* **THE EXERCISE**
Rewrite the items below with every occurrence of "one per line" replaced by "one on each line", leaving all other wording unchanged. Omit the pictures from your answer.

* **DATASET EXCERPTS**
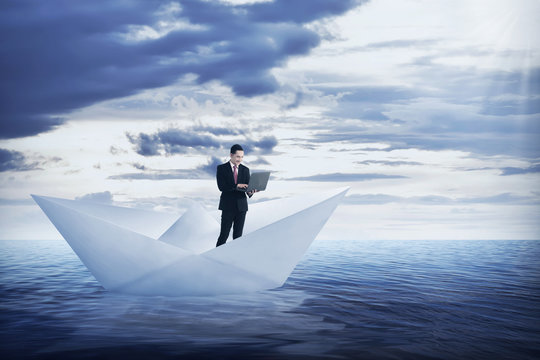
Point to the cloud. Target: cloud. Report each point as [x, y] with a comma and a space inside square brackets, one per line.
[339, 177]
[211, 167]
[17, 202]
[61, 56]
[379, 199]
[104, 197]
[162, 175]
[517, 171]
[15, 161]
[387, 162]
[171, 141]
[180, 141]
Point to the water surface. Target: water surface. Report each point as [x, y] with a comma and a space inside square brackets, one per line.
[344, 300]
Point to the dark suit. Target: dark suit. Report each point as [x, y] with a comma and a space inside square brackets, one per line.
[232, 202]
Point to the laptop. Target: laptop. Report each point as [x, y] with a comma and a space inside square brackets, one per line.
[258, 181]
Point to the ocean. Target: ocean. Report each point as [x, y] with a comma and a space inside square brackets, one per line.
[345, 300]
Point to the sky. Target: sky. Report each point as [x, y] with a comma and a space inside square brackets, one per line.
[428, 110]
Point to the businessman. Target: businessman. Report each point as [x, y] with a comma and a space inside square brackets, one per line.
[233, 179]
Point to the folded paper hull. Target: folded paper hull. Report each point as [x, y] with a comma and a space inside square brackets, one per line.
[123, 250]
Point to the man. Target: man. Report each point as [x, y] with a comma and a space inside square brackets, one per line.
[233, 179]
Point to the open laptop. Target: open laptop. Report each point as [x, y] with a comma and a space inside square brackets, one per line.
[258, 181]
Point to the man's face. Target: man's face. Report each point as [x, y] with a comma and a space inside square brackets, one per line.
[237, 157]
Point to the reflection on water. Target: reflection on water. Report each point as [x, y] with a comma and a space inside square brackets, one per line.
[346, 299]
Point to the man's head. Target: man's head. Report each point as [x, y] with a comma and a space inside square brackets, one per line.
[237, 154]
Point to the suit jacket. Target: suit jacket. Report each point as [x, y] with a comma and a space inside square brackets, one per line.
[232, 199]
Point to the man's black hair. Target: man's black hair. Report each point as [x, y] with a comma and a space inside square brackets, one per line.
[235, 148]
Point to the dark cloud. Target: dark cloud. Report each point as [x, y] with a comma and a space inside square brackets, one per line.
[172, 141]
[344, 177]
[181, 141]
[299, 11]
[15, 161]
[517, 171]
[104, 197]
[58, 56]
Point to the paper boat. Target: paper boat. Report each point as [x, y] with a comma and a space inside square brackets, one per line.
[148, 253]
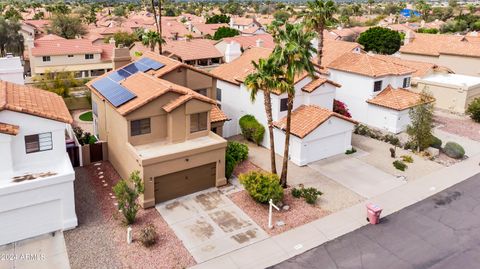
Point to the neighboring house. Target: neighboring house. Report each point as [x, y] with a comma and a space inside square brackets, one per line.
[157, 116]
[80, 56]
[461, 54]
[314, 96]
[452, 92]
[11, 69]
[375, 90]
[36, 176]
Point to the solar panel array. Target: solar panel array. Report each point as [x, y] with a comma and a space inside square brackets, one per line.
[110, 87]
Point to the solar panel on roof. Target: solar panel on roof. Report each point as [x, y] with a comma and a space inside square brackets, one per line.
[113, 92]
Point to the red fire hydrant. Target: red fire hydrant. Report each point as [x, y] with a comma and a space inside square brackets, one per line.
[373, 213]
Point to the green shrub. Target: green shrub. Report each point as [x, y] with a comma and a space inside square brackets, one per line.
[252, 130]
[262, 186]
[311, 195]
[350, 151]
[454, 150]
[400, 165]
[436, 142]
[473, 110]
[297, 193]
[127, 194]
[407, 158]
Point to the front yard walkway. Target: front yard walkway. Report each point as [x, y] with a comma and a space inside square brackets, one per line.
[209, 224]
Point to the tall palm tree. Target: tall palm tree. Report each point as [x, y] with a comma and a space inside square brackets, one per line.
[318, 15]
[293, 53]
[267, 77]
[151, 39]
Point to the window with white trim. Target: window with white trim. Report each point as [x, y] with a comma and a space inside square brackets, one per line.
[38, 142]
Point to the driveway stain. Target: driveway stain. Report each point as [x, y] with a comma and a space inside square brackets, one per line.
[209, 200]
[201, 229]
[245, 236]
[227, 221]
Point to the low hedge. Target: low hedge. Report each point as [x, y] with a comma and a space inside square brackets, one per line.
[453, 150]
[252, 130]
[262, 186]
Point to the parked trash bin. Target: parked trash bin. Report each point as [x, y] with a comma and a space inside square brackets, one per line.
[373, 213]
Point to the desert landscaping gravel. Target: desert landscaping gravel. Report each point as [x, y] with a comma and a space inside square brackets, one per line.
[100, 224]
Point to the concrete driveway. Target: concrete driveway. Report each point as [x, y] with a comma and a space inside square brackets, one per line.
[209, 224]
[41, 252]
[361, 177]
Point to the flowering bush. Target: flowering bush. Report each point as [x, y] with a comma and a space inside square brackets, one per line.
[340, 108]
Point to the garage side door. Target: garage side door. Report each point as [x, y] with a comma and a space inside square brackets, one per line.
[184, 182]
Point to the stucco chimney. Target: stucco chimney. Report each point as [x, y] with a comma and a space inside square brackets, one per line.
[120, 57]
[232, 51]
[259, 43]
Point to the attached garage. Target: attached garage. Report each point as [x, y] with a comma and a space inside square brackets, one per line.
[317, 133]
[184, 182]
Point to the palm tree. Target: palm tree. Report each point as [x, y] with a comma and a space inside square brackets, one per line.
[267, 77]
[319, 14]
[293, 53]
[151, 39]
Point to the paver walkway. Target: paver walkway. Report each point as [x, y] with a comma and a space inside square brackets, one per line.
[442, 231]
[362, 178]
[210, 224]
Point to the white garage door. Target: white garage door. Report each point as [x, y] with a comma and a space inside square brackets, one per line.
[29, 221]
[326, 147]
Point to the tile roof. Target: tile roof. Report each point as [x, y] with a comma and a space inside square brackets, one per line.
[306, 118]
[314, 84]
[368, 65]
[194, 49]
[397, 99]
[434, 45]
[33, 101]
[64, 47]
[9, 129]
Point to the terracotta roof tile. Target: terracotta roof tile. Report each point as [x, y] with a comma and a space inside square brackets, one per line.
[314, 84]
[368, 65]
[398, 99]
[306, 118]
[33, 101]
[9, 129]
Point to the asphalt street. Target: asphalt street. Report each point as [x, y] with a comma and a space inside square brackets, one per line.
[442, 231]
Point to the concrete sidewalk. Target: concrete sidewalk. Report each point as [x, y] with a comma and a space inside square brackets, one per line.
[286, 245]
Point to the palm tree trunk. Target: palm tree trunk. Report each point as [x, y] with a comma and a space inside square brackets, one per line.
[283, 177]
[320, 45]
[268, 111]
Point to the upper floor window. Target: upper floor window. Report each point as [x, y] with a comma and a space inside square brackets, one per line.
[202, 92]
[377, 86]
[406, 82]
[219, 94]
[38, 142]
[198, 122]
[139, 127]
[283, 104]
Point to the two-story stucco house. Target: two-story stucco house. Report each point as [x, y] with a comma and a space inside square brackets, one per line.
[36, 176]
[159, 117]
[375, 89]
[80, 56]
[310, 141]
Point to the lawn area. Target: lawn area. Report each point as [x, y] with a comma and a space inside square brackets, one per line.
[87, 116]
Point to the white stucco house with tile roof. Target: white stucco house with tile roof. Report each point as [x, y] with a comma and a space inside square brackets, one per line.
[36, 175]
[375, 89]
[328, 133]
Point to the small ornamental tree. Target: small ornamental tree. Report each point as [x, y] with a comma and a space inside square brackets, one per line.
[225, 32]
[420, 128]
[340, 108]
[127, 193]
[380, 40]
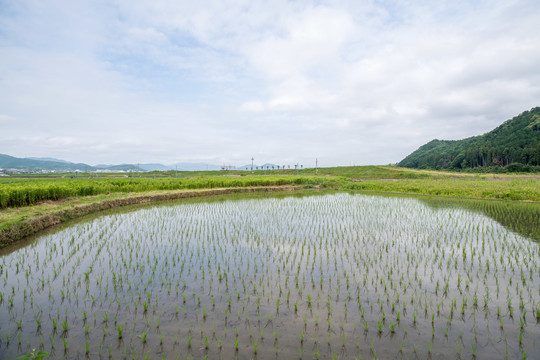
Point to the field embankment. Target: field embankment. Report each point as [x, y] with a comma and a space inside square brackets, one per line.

* **SOLUTION TO THE PROBLEM**
Point to the cloud. Target: cloud. Report each point as [x, y] with a comma and a space inside square brackets, one on each line.
[339, 177]
[211, 167]
[17, 202]
[61, 56]
[379, 199]
[104, 197]
[162, 175]
[517, 171]
[15, 161]
[387, 162]
[171, 141]
[180, 141]
Point to the water surface. Target: water surface. Report each point as [x, y] with a comma and a space inside square brackets, one on each line.
[344, 300]
Point to the dark suit. Target: dark suit. Report each point as [x, y] with a comma and a space inside square brackets, one on each line.
[232, 202]
Point to the laptop. Target: laptop. Report each point as [x, y] with a comma and a space inside square brackets, one on each line.
[258, 181]
Point to the ocean. Target: ocean. Report each point as [x, y] with a comma and a space inside square brackets, one on each line.
[345, 300]
Point to the sky. Target: sky. Report each point as [x, y] with a comma and a space inside square brackets, one on each line.
[428, 110]
Point to the businessman. Target: businessman. Report each point as [x, y] with a comma and a space inside square brackets, one on each line.
[233, 179]
Point to the folded paper hull. Target: folded paper hull. Report each point as [x, y] with a comma and a space inside square brackets, one on each line.
[123, 250]
Point to the man. Target: man. Report each point as [x, y] with a comma and a space inside square brackets, one on each line.
[233, 179]
Point to the open laptop. Target: open laptop. Report each point as [x, y] with a comma and a space inside square brackets, one on each line.
[258, 181]
Point to the man's face. Target: man's face. Report each point as [x, y] with a comma and a space inside square brackets, one on each line.
[237, 157]
Point to the reflection on water. Target: reflection on water. Report each point as [x, y] with a comma and a space inside square brackets, one on each line.
[346, 299]
Point to the man's head. Target: man's head. Report each point as [x, y] with a comma and a space inside square brackets, one on each line.
[237, 154]
Point to the suit jacket. Target: suit jacket. Report each point as [x, y] with a comma and a space inside square brackets, one on each line.
[232, 199]
Point to the man's black hair. Target: man's black hair. Report each point as [x, y] with a comma and a space inside square brackets, one on each line.
[235, 148]
Point to the dark cloud. Target: dark cloud. Report each point as [x, y] with a comma and a space inside square brackets, one on each line.
[172, 141]
[344, 177]
[181, 141]
[299, 11]
[15, 161]
[517, 171]
[104, 197]
[58, 56]
Point to the paper boat. Target: paper boat. Report each point as [x, y] with a comma and a space inside square brackets, one on each line.
[148, 253]
Point to the neighboring house. Target: neighboring house. Report each point as [x, y] with a comma and a space inside square brackets, one on each line.
[157, 116]
[80, 56]
[461, 54]
[314, 96]
[452, 92]
[11, 69]
[375, 90]
[36, 176]
Point to the solar panel array. Target: solar panel array. Report each point as [x, y] with a comma and a space inside square brackets, one on each line.
[110, 87]
Point to the solar panel on roof. Target: solar panel on roof. Report each point as [x, y] with a comma and a space inside square brackets, one on each line.
[113, 92]
Point to the red fire hydrant. Target: red fire hydrant. Report each point as [x, y] with a comma and a space inside square brackets, one on each line.
[373, 213]
Point to the green shrub. Target: green shrub. Report each point as [x, y] with a comma and a space inside square brackets, one on each line.
[252, 130]
[262, 186]
[311, 195]
[350, 151]
[454, 150]
[400, 165]
[436, 142]
[473, 110]
[297, 193]
[127, 194]
[407, 158]
Point to the front yard walkway. Target: front yard walkway. Report each point as [x, y] with a comma and a space inside square brackets, one on each line.
[209, 224]
Point to the tall palm tree. Target: tall palm tree. Report each point as [x, y] with a comma and a space inside square brackets, one on each line.
[318, 15]
[293, 53]
[267, 77]
[151, 39]
Point to the window with white trim. Target: window with white trim. Report each point as [x, y] with a comma and a space inside square brackets, one on each line.
[38, 142]
Point to the driveway stain. Target: driveway stain. Report each point as [x, y] with a comma and a space inside square brackets, one on each line.
[209, 200]
[201, 229]
[245, 236]
[227, 221]
Point to the low hedge. Target: low hedge. Report each point as [x, y] with a comma and a space inside square brackets, one on each line.
[453, 150]
[252, 130]
[262, 186]
Point to the parked trash bin. Target: parked trash bin. Report each point as [x, y] with a comma and a space inside square brackets, one on each line.
[373, 213]
Point to the desert landscaping gravel. Target: desert landscaping gravel. Report each point as [x, y] with a comma and a space inside square brackets, one on each line.
[100, 224]
Point to the concrete driveway. Target: concrete driveway. Report each point as [x, y] with a comma and a space inside square brackets, one on each line.
[209, 224]
[41, 252]
[361, 177]
Point to the flowering bush. Target: flowering bush. Report each point as [x, y] with a comma and a space inside square brackets, one on each line.
[340, 108]
Point to the garage side door. Target: garage side door. Report each point as [x, y] with a comma and a space inside square brackets, one on each line.
[184, 182]
Point to the stucco chimney. Target: stucco chimney. Report each point as [x, y] with a comma and a space inside square brackets, one on each line.
[120, 57]
[232, 51]
[259, 43]
Point to the attached garage. Target: attached garage. Report each point as [x, y] with a comma and a space inside square brackets, one on each line.
[317, 133]
[184, 182]
Point to the palm tree. Target: palm tree. Report each point as [x, y] with a comma and a space inside square brackets, one on each line.
[267, 77]
[319, 14]
[293, 53]
[151, 39]
Point to the paver walkway. Target: paver walkway. Report each point as [x, y] with a comma and a space inside square brackets, one on each line.
[442, 231]
[362, 178]
[210, 224]
Point to the white garage door. Target: white garage door. Report each point as [x, y] with a comma and a space inside square brackets, one on each line.
[29, 221]
[326, 147]
Point to the tile roof. Target: tile roof. Report each point as [x, y] with a comma and a space inside square brackets, one on each line.
[306, 118]
[314, 84]
[368, 65]
[194, 49]
[397, 99]
[434, 45]
[33, 101]
[64, 47]
[9, 129]
Point to the terracotta roof tile. Target: terracotta roof tile. Report each point as [x, y] with a comma and a space inside square brackets, one on each line.
[314, 84]
[368, 65]
[398, 99]
[306, 118]
[33, 101]
[9, 129]
Point to the asphalt street. Target: asphalt street. Report each point as [x, y] with a comma and a space inside square brackets, one on each line.
[442, 231]
Point to the concrete sidewalk. Target: concrete sidewalk. Report each point as [x, y] with a comma and a space inside square brackets, one on each line.
[286, 245]
Point to the palm tree trunk. Target: palm tree trunk. Report each point as [x, y] with a comma and a space inside square brackets, one on each line.
[283, 177]
[320, 45]
[268, 111]
Point to the upper floor window. Target: upper floor window. Report each point as [x, y] with a comma and a space inside square brackets, one on each line.
[202, 92]
[377, 86]
[406, 82]
[219, 94]
[38, 142]
[198, 122]
[139, 127]
[283, 104]
Point to the two-story stucco house. Target: two-story stucco house. Report each point as [x, y] with a comma and a space inside square brackets, one on each line.
[36, 176]
[159, 117]
[375, 89]
[80, 56]
[310, 141]
Point to the lawn area. Target: lawn area. Report each point as [x, y] with a comma and a space inside square brackets, one on each line.
[87, 116]
Point to the white stucco house with tile roof. Target: white stucco house with tile roof. Report each point as [x, y] with a comma and a space inside square brackets, one on each line.
[36, 175]
[375, 89]
[328, 133]
Point to the small ornamental tree. Target: small ornamental tree. Report each point as [x, y] with a comma and a space inside square brackets, one on each line.
[225, 32]
[420, 128]
[340, 108]
[127, 193]
[380, 40]
Point to the field embankment. Target: field embankment. Report each point as [x, y] with a comma and a space inside square brackets, one on each line.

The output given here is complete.